======== Given data

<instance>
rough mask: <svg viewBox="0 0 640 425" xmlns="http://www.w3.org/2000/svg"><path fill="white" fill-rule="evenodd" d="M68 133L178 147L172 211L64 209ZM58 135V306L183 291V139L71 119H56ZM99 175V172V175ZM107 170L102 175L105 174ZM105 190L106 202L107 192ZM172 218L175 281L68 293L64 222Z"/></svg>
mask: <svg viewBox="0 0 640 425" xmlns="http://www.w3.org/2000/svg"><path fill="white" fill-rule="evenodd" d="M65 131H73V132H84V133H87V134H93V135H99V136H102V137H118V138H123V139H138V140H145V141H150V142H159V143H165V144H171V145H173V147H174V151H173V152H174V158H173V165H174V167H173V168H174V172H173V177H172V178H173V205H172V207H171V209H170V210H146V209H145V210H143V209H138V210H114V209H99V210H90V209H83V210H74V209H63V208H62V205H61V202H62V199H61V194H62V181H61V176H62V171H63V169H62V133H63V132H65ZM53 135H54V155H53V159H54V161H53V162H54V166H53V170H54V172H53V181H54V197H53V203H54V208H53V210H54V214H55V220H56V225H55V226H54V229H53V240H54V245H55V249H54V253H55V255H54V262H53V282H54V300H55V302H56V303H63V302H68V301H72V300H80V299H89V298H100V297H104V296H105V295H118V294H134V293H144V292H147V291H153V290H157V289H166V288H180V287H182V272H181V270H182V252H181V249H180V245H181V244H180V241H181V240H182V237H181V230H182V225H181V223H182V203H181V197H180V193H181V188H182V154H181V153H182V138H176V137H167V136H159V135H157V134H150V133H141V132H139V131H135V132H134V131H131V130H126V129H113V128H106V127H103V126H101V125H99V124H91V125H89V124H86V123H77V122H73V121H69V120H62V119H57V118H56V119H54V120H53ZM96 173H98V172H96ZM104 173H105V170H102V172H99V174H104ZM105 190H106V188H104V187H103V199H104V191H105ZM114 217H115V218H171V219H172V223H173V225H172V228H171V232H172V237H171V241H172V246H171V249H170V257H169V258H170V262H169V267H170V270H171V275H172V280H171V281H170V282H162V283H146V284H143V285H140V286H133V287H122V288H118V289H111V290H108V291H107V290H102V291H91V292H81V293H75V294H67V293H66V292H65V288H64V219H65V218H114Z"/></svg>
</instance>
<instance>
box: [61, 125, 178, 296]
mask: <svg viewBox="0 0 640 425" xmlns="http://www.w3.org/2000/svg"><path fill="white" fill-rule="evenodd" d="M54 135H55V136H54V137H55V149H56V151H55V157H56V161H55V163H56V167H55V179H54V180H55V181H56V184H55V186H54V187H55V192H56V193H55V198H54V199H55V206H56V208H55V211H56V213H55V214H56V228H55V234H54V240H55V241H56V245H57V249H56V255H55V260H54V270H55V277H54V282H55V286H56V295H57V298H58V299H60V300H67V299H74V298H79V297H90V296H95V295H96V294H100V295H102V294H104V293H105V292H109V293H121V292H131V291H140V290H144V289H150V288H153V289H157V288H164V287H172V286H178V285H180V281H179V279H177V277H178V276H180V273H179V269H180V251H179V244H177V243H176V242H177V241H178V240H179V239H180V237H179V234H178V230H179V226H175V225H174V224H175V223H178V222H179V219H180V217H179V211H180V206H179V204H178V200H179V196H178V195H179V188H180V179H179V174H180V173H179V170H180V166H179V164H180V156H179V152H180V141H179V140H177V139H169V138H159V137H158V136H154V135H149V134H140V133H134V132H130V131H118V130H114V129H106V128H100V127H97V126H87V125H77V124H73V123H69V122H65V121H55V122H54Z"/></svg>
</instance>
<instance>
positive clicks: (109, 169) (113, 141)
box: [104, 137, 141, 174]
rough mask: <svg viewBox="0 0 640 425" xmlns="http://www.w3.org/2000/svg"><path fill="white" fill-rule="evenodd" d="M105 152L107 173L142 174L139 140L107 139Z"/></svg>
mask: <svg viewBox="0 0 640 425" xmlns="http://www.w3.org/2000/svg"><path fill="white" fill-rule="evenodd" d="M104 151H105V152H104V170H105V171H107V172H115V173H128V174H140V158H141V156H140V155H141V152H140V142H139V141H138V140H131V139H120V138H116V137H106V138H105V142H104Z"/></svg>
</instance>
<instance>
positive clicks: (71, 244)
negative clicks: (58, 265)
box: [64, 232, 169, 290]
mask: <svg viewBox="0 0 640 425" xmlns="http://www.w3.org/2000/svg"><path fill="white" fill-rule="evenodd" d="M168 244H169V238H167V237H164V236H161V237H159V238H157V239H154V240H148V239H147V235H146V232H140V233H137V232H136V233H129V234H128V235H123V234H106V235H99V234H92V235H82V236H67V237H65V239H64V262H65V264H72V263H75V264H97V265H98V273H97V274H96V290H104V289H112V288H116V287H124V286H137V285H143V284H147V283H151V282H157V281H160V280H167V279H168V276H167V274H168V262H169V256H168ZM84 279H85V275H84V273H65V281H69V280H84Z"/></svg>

================

=== What is being asked ===
Could you rewrite all the records above with "positive clicks" renamed to "foreground clicks" and everything else left unchanged?

=== Written response ===
<instance>
rough mask: <svg viewBox="0 0 640 425" xmlns="http://www.w3.org/2000/svg"><path fill="white" fill-rule="evenodd" d="M68 133L178 147L172 211L64 209ZM58 135V306L183 291V139L71 119H56ZM99 175V172V175ZM107 170L102 175L105 174ZM105 190L106 202L107 192ZM172 218L175 281L68 293L64 222Z"/></svg>
mask: <svg viewBox="0 0 640 425" xmlns="http://www.w3.org/2000/svg"><path fill="white" fill-rule="evenodd" d="M65 131H73V132H84V133H87V134H93V135H99V136H102V137H118V138H123V139H138V140H145V141H150V142H159V143H165V144H171V145H173V147H174V151H173V152H174V158H173V165H174V167H173V168H174V172H173V177H172V178H173V205H172V207H171V209H170V210H146V209H145V210H143V209H138V210H114V209H99V210H90V209H83V210H74V209H63V208H62V205H61V202H62V199H61V194H62V181H61V176H62V171H63V169H62V133H63V132H65ZM53 135H54V155H53V159H54V161H53V162H54V166H53V170H54V172H53V181H54V197H53V203H54V208H53V210H54V214H55V220H56V225H55V226H54V229H53V240H54V245H55V249H54V253H55V255H54V262H53V282H54V300H55V302H56V303H63V302H68V301H72V300H80V299H89V298H100V297H104V296H105V295H118V294H134V293H144V292H147V291H153V290H157V289H166V288H180V287H182V272H181V270H182V252H181V249H180V245H181V244H180V241H181V240H182V237H181V230H182V225H181V223H182V203H181V197H180V193H181V188H182V154H181V153H182V138H176V137H167V136H159V135H157V134H150V133H141V132H139V131H135V132H134V131H131V130H126V129H113V128H106V127H103V126H101V125H99V124H91V125H89V124H86V123H77V122H73V121H69V120H62V119H57V118H56V119H54V120H53ZM96 173H98V172H96ZM104 173H105V170H102V172H99V174H104ZM105 190H106V188H104V187H103V199H104V191H105ZM114 217H115V218H171V219H172V223H173V225H172V228H171V232H172V237H171V241H172V246H171V249H170V257H169V258H170V262H169V267H170V270H171V275H172V280H171V281H170V282H162V283H146V284H143V285H140V286H133V287H122V288H118V289H111V290H108V291H107V290H102V291H91V292H81V293H75V294H67V293H66V292H65V288H64V219H65V218H114Z"/></svg>
</instance>
<instance>
box: [61, 125, 178, 296]
mask: <svg viewBox="0 0 640 425" xmlns="http://www.w3.org/2000/svg"><path fill="white" fill-rule="evenodd" d="M54 135H55V136H54V137H55V149H56V151H55V157H56V161H55V163H56V167H55V179H54V180H55V181H56V184H55V186H54V187H55V192H56V193H55V198H54V199H55V206H56V208H55V211H56V213H55V214H56V228H55V234H54V240H55V241H56V245H57V249H56V255H55V260H54V270H55V277H54V282H55V286H56V295H57V298H58V299H60V300H67V299H74V298H79V297H90V296H95V295H96V294H100V295H102V294H104V293H105V292H109V293H121V292H131V291H140V290H144V289H150V288H153V289H157V288H164V287H172V286H178V285H180V281H179V279H177V277H178V276H180V273H179V269H180V251H179V244H177V243H176V242H177V241H178V240H179V239H180V237H179V234H178V230H179V226H175V225H174V224H175V223H178V222H179V219H180V217H179V211H180V206H179V204H178V200H179V196H178V195H179V188H180V179H179V174H180V173H179V170H180V166H179V164H180V156H179V152H180V141H179V140H177V139H169V138H159V137H158V136H154V135H149V134H140V133H134V132H130V131H118V130H114V129H106V128H100V127H97V126H87V125H77V124H73V123H69V122H65V121H55V122H54Z"/></svg>
</instance>
<instance>
foreground clicks: (109, 169) (113, 141)
box: [104, 137, 141, 174]
rough mask: <svg viewBox="0 0 640 425" xmlns="http://www.w3.org/2000/svg"><path fill="white" fill-rule="evenodd" d="M105 152L107 173L142 174L139 140L107 139Z"/></svg>
mask: <svg viewBox="0 0 640 425" xmlns="http://www.w3.org/2000/svg"><path fill="white" fill-rule="evenodd" d="M104 151H105V152H104V170H105V171H107V172H115V173H128V174H140V158H141V156H140V155H141V152H140V142H139V141H138V140H131V139H120V138H116V137H106V138H105V142H104Z"/></svg>
</instance>
<instance>
foreground clicks: (71, 244)
negative clicks: (58, 265)
box: [64, 232, 169, 290]
mask: <svg viewBox="0 0 640 425" xmlns="http://www.w3.org/2000/svg"><path fill="white" fill-rule="evenodd" d="M168 244H169V238H167V237H164V236H161V237H159V238H157V239H154V240H148V239H147V235H146V232H140V233H137V232H136V233H129V234H128V235H123V234H106V235H99V234H92V235H82V236H67V237H65V239H64V262H65V264H72V263H75V264H97V265H98V273H97V274H96V290H104V289H112V288H116V287H124V286H137V285H143V284H147V283H151V282H157V281H160V280H167V279H168V276H167V274H168V262H169V256H168ZM84 279H85V275H84V273H65V281H69V280H84Z"/></svg>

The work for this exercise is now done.